[Source records Boundary: Start]

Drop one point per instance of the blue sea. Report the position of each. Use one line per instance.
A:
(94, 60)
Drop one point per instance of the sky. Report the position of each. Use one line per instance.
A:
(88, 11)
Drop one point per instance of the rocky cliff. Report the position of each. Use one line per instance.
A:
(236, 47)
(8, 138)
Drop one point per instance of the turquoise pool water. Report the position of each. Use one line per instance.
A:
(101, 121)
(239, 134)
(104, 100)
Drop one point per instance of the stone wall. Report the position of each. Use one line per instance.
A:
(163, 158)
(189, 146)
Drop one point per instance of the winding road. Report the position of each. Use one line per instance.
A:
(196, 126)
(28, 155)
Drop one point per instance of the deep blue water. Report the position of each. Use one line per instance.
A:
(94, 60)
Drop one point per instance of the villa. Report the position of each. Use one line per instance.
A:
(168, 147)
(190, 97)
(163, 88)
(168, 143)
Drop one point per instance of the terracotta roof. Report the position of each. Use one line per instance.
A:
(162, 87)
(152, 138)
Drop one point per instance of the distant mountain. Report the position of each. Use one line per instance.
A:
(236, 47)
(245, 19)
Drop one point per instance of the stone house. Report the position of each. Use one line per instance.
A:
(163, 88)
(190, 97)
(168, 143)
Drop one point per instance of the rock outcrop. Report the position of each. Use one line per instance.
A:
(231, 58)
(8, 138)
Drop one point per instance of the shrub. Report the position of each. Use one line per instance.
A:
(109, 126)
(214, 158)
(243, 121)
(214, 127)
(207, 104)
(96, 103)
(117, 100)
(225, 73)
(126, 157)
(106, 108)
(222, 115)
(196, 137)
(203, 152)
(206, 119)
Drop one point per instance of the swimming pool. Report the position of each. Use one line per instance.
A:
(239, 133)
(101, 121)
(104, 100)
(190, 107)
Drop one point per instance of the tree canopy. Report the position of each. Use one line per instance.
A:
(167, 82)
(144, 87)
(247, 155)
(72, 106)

[Source records Boundary: End]

Search the entries for the string "stone" and return each line where it turns up.

→ Output below
Drop one point per instance of the stone wall. Report the position of each. Use one line per instance.
Drop one point per instance of the stone house. Report the position of each. Use one line per instance.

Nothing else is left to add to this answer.